[START Given data]
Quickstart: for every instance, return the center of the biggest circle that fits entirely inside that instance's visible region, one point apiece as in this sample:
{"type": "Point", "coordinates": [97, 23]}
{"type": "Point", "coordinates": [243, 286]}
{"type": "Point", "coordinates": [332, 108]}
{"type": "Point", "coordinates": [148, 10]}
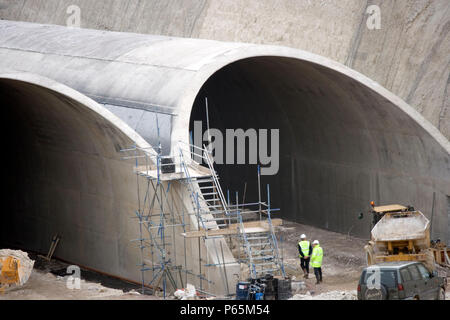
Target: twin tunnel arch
{"type": "Point", "coordinates": [344, 140]}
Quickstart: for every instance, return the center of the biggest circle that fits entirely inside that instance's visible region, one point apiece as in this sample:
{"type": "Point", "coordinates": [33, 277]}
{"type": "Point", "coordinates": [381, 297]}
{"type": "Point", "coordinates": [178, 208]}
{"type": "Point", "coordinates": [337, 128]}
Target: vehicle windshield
{"type": "Point", "coordinates": [386, 277]}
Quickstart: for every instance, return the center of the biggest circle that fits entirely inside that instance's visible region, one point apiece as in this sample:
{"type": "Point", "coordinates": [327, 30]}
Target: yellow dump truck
{"type": "Point", "coordinates": [400, 234]}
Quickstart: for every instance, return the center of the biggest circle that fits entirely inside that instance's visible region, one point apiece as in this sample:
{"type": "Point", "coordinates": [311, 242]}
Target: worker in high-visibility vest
{"type": "Point", "coordinates": [304, 251]}
{"type": "Point", "coordinates": [316, 260]}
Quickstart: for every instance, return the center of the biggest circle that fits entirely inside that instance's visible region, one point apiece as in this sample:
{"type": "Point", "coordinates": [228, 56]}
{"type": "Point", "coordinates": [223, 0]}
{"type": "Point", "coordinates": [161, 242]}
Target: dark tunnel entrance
{"type": "Point", "coordinates": [341, 144]}
{"type": "Point", "coordinates": [63, 175]}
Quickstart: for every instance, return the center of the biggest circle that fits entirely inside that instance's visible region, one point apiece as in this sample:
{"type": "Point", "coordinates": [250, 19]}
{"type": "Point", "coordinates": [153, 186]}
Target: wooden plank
{"type": "Point", "coordinates": [390, 208]}
{"type": "Point", "coordinates": [249, 227]}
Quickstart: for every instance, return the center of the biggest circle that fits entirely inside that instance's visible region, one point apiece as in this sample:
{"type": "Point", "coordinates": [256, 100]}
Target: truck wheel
{"type": "Point", "coordinates": [376, 294]}
{"type": "Point", "coordinates": [441, 294]}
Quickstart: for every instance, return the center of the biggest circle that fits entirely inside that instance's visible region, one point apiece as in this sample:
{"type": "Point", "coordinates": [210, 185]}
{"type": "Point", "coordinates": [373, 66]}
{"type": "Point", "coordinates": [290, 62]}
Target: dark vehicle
{"type": "Point", "coordinates": [403, 280]}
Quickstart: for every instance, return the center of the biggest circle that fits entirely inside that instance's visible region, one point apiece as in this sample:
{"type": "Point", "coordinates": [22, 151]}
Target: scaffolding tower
{"type": "Point", "coordinates": [161, 220]}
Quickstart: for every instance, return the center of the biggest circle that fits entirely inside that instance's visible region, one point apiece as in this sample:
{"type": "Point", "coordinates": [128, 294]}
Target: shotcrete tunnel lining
{"type": "Point", "coordinates": [340, 135]}
{"type": "Point", "coordinates": [64, 173]}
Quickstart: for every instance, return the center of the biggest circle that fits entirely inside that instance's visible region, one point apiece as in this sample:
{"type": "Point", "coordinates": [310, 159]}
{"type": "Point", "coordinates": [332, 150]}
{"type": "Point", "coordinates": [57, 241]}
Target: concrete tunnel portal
{"type": "Point", "coordinates": [342, 144]}
{"type": "Point", "coordinates": [64, 174]}
{"type": "Point", "coordinates": [344, 140]}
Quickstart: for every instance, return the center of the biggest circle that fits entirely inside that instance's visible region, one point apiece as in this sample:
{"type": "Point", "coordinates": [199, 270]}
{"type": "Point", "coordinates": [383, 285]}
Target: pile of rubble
{"type": "Point", "coordinates": [331, 295]}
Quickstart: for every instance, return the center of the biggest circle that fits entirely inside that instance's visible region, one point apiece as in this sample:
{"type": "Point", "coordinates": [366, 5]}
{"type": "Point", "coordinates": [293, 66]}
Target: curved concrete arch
{"type": "Point", "coordinates": [87, 102]}
{"type": "Point", "coordinates": [213, 65]}
{"type": "Point", "coordinates": [65, 175]}
{"type": "Point", "coordinates": [402, 158]}
{"type": "Point", "coordinates": [384, 174]}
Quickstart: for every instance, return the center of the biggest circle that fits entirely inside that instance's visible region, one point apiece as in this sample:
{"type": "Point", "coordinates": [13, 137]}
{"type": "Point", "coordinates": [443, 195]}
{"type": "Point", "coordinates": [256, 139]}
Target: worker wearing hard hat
{"type": "Point", "coordinates": [316, 260]}
{"type": "Point", "coordinates": [304, 250]}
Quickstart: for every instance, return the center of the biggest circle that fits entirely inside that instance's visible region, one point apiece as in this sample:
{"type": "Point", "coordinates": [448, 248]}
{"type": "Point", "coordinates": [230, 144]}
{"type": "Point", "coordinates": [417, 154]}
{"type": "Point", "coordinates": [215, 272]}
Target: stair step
{"type": "Point", "coordinates": [259, 251]}
{"type": "Point", "coordinates": [257, 238]}
{"type": "Point", "coordinates": [259, 244]}
{"type": "Point", "coordinates": [205, 180]}
{"type": "Point", "coordinates": [263, 257]}
{"type": "Point", "coordinates": [264, 264]}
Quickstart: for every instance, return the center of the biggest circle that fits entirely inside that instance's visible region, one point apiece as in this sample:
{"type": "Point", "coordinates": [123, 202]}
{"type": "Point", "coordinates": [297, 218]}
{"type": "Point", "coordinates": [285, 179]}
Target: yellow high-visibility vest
{"type": "Point", "coordinates": [304, 246]}
{"type": "Point", "coordinates": [316, 257]}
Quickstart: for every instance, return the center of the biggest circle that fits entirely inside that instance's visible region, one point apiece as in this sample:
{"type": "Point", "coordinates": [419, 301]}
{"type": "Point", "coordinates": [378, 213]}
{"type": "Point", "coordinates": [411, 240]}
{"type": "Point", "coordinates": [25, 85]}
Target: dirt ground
{"type": "Point", "coordinates": [48, 281]}
{"type": "Point", "coordinates": [343, 262]}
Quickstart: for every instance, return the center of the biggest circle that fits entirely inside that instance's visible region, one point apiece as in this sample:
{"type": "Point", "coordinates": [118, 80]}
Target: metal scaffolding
{"type": "Point", "coordinates": [163, 221]}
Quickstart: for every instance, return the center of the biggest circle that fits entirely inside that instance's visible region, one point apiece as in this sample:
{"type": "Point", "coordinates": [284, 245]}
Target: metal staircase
{"type": "Point", "coordinates": [206, 196]}
{"type": "Point", "coordinates": [260, 249]}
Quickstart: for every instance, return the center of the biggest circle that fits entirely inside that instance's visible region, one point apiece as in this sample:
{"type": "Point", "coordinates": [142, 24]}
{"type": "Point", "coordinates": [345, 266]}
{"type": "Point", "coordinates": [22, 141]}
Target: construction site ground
{"type": "Point", "coordinates": [343, 262]}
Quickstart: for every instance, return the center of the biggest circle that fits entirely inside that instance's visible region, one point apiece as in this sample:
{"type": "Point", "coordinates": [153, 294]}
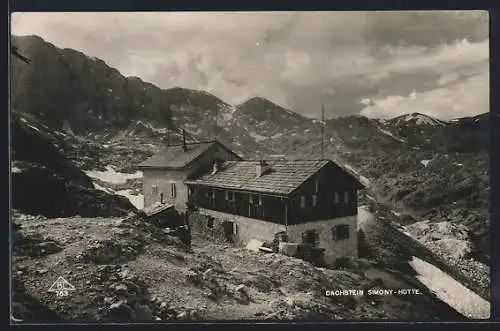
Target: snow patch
{"type": "Point", "coordinates": [105, 189]}
{"type": "Point", "coordinates": [34, 128]}
{"type": "Point", "coordinates": [348, 167]}
{"type": "Point", "coordinates": [227, 116]}
{"type": "Point", "coordinates": [422, 119]}
{"type": "Point", "coordinates": [365, 181]}
{"type": "Point", "coordinates": [112, 176]}
{"type": "Point", "coordinates": [450, 291]}
{"type": "Point", "coordinates": [16, 170]}
{"type": "Point", "coordinates": [136, 200]}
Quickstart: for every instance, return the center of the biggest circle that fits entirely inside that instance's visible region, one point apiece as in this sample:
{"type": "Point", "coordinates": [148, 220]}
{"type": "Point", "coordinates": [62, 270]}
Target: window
{"type": "Point", "coordinates": [229, 196]}
{"type": "Point", "coordinates": [173, 190]}
{"type": "Point", "coordinates": [340, 232]}
{"type": "Point", "coordinates": [210, 223]}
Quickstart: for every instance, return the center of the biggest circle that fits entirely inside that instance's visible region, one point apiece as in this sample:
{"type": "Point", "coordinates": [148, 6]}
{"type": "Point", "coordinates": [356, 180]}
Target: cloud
{"type": "Point", "coordinates": [464, 98]}
{"type": "Point", "coordinates": [297, 59]}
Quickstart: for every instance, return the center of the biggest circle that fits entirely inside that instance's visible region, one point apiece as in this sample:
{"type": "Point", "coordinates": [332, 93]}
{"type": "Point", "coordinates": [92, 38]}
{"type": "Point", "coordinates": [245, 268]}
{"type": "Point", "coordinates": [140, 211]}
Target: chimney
{"type": "Point", "coordinates": [261, 168]}
{"type": "Point", "coordinates": [215, 167]}
{"type": "Point", "coordinates": [184, 146]}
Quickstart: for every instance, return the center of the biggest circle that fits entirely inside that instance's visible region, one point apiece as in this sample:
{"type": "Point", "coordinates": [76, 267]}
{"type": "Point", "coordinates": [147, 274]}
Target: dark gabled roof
{"type": "Point", "coordinates": [174, 156]}
{"type": "Point", "coordinates": [283, 178]}
{"type": "Point", "coordinates": [156, 208]}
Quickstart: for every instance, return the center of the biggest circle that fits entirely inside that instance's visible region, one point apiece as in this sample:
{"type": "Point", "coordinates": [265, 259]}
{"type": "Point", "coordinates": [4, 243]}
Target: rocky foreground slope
{"type": "Point", "coordinates": [128, 270]}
[END Given data]
Set task =
How many lines of the data above contain the string "arch"? Case counts; give only the number.

Answer for the task =
2